*GIVEN EXERCISE*:
All of the material below is to be returned exactly.

*DATA FOR THE TASK*:

━━━━━━━━━━━━━━━━━━━━

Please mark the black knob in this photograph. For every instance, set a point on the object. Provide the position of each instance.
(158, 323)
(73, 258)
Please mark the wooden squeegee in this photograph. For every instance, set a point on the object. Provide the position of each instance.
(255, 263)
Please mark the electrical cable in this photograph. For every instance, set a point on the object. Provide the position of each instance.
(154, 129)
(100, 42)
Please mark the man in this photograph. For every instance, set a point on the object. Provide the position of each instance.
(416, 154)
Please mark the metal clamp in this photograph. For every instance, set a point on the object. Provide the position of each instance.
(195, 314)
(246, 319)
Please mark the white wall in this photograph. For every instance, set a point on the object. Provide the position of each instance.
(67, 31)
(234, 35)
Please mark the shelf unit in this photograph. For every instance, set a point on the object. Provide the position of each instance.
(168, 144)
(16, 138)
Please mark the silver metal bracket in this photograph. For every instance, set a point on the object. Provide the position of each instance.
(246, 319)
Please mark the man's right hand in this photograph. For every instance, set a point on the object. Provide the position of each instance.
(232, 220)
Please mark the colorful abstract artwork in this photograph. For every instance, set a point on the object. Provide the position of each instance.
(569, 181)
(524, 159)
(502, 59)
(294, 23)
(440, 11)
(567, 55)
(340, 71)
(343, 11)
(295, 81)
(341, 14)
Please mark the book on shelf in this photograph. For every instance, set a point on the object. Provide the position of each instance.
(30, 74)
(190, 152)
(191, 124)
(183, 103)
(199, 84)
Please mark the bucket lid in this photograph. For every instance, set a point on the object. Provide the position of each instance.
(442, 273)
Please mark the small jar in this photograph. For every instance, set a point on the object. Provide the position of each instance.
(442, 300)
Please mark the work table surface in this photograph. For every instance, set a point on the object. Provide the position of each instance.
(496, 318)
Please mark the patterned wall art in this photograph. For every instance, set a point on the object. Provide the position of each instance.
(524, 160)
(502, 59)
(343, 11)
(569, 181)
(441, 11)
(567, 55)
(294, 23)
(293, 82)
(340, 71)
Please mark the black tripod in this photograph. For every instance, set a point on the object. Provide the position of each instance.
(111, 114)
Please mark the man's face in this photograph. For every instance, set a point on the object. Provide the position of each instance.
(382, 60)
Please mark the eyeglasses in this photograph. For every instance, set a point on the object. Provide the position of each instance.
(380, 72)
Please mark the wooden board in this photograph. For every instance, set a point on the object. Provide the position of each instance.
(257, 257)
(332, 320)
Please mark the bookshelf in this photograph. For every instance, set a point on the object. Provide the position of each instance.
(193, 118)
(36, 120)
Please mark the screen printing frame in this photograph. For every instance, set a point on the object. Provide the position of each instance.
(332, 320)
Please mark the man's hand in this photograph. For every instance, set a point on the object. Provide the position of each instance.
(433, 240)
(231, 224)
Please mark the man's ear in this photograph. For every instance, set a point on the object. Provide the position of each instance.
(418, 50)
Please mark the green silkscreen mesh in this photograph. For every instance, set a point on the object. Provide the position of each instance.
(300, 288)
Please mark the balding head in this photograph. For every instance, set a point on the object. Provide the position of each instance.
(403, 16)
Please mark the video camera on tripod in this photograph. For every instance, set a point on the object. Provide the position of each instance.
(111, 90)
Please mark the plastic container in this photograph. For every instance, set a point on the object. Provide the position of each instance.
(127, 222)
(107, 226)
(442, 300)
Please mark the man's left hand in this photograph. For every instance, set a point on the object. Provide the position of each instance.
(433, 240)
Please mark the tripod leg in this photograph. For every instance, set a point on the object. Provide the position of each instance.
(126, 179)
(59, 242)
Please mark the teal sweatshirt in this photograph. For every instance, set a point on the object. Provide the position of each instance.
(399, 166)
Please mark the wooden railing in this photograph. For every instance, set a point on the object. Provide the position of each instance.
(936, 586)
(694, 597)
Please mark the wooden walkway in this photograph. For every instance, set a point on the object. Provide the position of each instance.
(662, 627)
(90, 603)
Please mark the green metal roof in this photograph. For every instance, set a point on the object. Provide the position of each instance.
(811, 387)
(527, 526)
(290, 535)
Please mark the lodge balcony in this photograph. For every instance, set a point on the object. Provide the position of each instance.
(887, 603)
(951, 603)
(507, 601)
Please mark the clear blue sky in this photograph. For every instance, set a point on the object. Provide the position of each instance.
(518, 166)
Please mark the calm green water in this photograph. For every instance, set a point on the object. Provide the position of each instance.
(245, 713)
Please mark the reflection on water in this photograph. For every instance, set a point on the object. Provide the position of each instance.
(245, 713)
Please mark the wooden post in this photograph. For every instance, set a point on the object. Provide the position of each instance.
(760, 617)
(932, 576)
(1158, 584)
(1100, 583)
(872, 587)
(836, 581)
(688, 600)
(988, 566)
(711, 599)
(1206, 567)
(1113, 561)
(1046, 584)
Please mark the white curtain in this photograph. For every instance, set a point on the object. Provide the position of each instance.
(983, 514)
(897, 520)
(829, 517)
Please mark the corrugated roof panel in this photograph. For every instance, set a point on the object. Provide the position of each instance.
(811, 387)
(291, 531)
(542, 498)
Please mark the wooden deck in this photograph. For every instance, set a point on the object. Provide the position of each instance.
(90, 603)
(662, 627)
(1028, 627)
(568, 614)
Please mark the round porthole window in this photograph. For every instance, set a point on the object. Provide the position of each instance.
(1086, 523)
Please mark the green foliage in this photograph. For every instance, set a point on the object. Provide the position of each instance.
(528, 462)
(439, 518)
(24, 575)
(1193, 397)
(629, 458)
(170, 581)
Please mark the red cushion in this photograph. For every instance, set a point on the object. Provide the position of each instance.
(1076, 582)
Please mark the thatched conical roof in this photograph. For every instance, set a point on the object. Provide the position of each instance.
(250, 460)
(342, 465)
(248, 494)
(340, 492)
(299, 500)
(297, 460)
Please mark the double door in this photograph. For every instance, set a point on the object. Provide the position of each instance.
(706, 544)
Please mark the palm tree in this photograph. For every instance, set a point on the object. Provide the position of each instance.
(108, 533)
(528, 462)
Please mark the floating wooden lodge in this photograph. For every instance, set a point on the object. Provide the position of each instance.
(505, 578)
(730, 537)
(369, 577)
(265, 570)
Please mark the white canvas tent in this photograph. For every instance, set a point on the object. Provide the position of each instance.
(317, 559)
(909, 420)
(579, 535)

━━━━━━━━━━━━━━━━━━━━

*PROBLEM SOLUTION*:
Please mark the black knob in this photograph. For every instance, set a point on the object. Provide the position of each instance.
(158, 323)
(73, 258)
Please mark the wooden squeegee in this photograph. For every instance, set a point on the object. Provide the position of each instance.
(255, 263)
Please mark the electrical cable in this photograph. For every instance, set a point on the object. Provide the position of each instance.
(154, 129)
(100, 42)
Please mark the man in this photograph. For every instance, set a point on the object. Provide the position of each instance.
(416, 154)
Please mark the metal clamp in this photograph. For every instance, set a point on the object. Provide the position of each instance.
(195, 314)
(246, 319)
Please mark the white wall in this photograph. For every instance, set a point on the object. Provide the position of each instance.
(67, 31)
(234, 35)
Please mark the shelf unit in this photograph. For every instance, set a point on the object. Provide the position of each instance.
(168, 144)
(16, 138)
Please mark the silver metal bracket in this photograph. For every instance, set a point on the object. Provide the position of each instance.
(246, 319)
Please mark the man's right hand in this photograph. For every instance, set a point on the object. Provide the position of each instance.
(232, 220)
Please mark the colorful abstract artwork in this photograph. For every instance, set a point on the object. Provide the position of each instance.
(569, 181)
(524, 159)
(502, 59)
(294, 23)
(440, 11)
(567, 55)
(340, 71)
(343, 11)
(295, 81)
(341, 14)
Please mark the book on shelf in this photograph. For every instance, set a point on the object. Provide the position of each instance.
(30, 74)
(190, 152)
(191, 124)
(183, 103)
(199, 84)
Please mark the bucket lid in this photograph. For every instance, set a point on the object. Provide the position of each instance.
(442, 273)
Please mark the small jar in this photograph. For every instance, set a point on the object. Provide the position of each instance.
(442, 300)
Please mark the work table surface in this photograph. For every instance, set a point on the object. Provide the position of each instance.
(496, 318)
Please mark the patterned wall art in this photograph. For every instance, set a point on the object. Provide the position of each instance.
(524, 160)
(502, 59)
(343, 11)
(569, 181)
(441, 11)
(567, 55)
(294, 23)
(293, 82)
(340, 71)
Please mark the black tripod in this photograph. For every instance, set a point on the object. Provide the position of each instance.
(111, 114)
Please mark the man's face in this photograph. For every instance, set a point on the object. Provide the position of each instance.
(382, 60)
Please mark the eyeglasses in this photograph. For every instance, set a point on the object. Provide the position of each instance.
(380, 72)
Please mark the wooden board in this photograph. For every instance, set a point on the object. Provide the position of each instance.
(257, 257)
(332, 320)
Please mark the bookshelf in this photograph. For every instance, set a point on the object. Provide the position of each instance.
(193, 118)
(36, 120)
Please mark the screen printing frame in this photograph. For every instance, set a point on the object. Provide the position of each instance.
(332, 320)
Please mark the man's hand in this photograph. For every instance, set a point on the object. Provide the position of each instance.
(433, 240)
(231, 224)
Please mark the man's ear in this photograph. For every instance, set a point on the object. Provide the position of each instance.
(418, 50)
Please mark the green silkscreen mesh in this photograph. For every instance, set a point on the object. Provide the position of each instance.
(300, 288)
Please mark the balding head in this photograph. For every instance, set a point on the object. Provide the position of each instance.
(403, 16)
Please mark the video camera on tripod in this photograph. For every instance, set a point on the object. Provide the position of each instance.
(111, 90)
Please mark the plastic container in this photograph. For every instance, set a point on the object. Provide the position of each instance.
(127, 222)
(107, 226)
(442, 300)
Please mark the man's left hand in this photograph. For every instance, set a point on the object. Provide the position of each instance.
(433, 240)
Please mark the tripod leg in this photograph. For every instance, set a point on the object. Provide the position of each instance.
(126, 179)
(59, 242)
Please mark the teal sweatshirt in this photograph. For every instance, set a point on the object. Provide the position of each instance.
(399, 166)
Please mark the wooden railing in this photograph. For every instance, set a point on the object. Provide the position of each instance.
(936, 586)
(694, 597)
Please mark the wooden walkway in this photograph. For every instance, set a point on the object. Provide the position of each instance.
(662, 627)
(90, 603)
Please mark the green metal roof in this photograph. For every instance, set a point on the object. Provide the position of each instance.
(811, 387)
(527, 526)
(290, 535)
Please mark the lodge balcony in this photograph. For every instance, set a point on the object. Provide the position of each instance.
(887, 603)
(951, 603)
(507, 601)
Please mark the clear blue sky in this photograph. For every instance, set a point on the object. Provide the position of each instance.
(518, 166)
Please mark the calm green water in this photograph. For every instance, set a point on the object. Provide the position of each instance.
(245, 713)
Please mark the reflection on water in this photograph. For every instance, set a point on the object. Provide the position of each instance.
(245, 713)
Please mark the wooden post in this photograph. For every instance, set a point on the object. Provide the position of each instance.
(760, 617)
(932, 576)
(1158, 584)
(1100, 583)
(872, 587)
(836, 581)
(688, 600)
(988, 566)
(711, 599)
(1206, 567)
(1113, 561)
(1046, 584)
Please mark the white curtain in this photograph. For every instance, set a point on the object. Provide the position of each instance.
(983, 514)
(897, 520)
(829, 517)
Please mark the corrugated roof panel in this photograph. For every instance, set a point on the object. Provide the position of each instance.
(811, 387)
(291, 531)
(542, 498)
Please mark the wooden deck in this photograph. For every instance, set a point on the object. Provide the position of each instance.
(90, 603)
(662, 627)
(1028, 627)
(568, 614)
Please mark the round porthole window in this photograph. For every instance, set a point on the object. Provide the position of each instance.
(1086, 523)
Please mark the green foliage in this photograph. For every instance, set a point on the object. Provide the position of each instance.
(528, 462)
(439, 518)
(24, 575)
(1193, 397)
(629, 458)
(170, 581)
Please mark the red cushion in this photograph. For every instance, set a point on the object. Provide the position of each instance.
(1076, 582)
Please mark the thatched conical roof in this photograph. For every instance, set a point on the object. Provide the position of each instance.
(250, 460)
(342, 465)
(248, 494)
(340, 492)
(299, 500)
(297, 460)
Please mark the double door in this photograph. For every instance, set a point on the object. Provide the position of each instance.
(706, 544)
Please mark the palm tree in this photograph. For every instance, set a point on the object. Provide the position of each instance.
(108, 533)
(528, 462)
Please mark the floating wooden lodge in this photograph. For every instance, set a point on the object. Provide the position of each instance.
(505, 578)
(730, 537)
(369, 577)
(265, 570)
Please mark the white canvas tent in this photograph. For every instance, set a point on the object. Provide the position of each instance.
(317, 559)
(909, 420)
(579, 535)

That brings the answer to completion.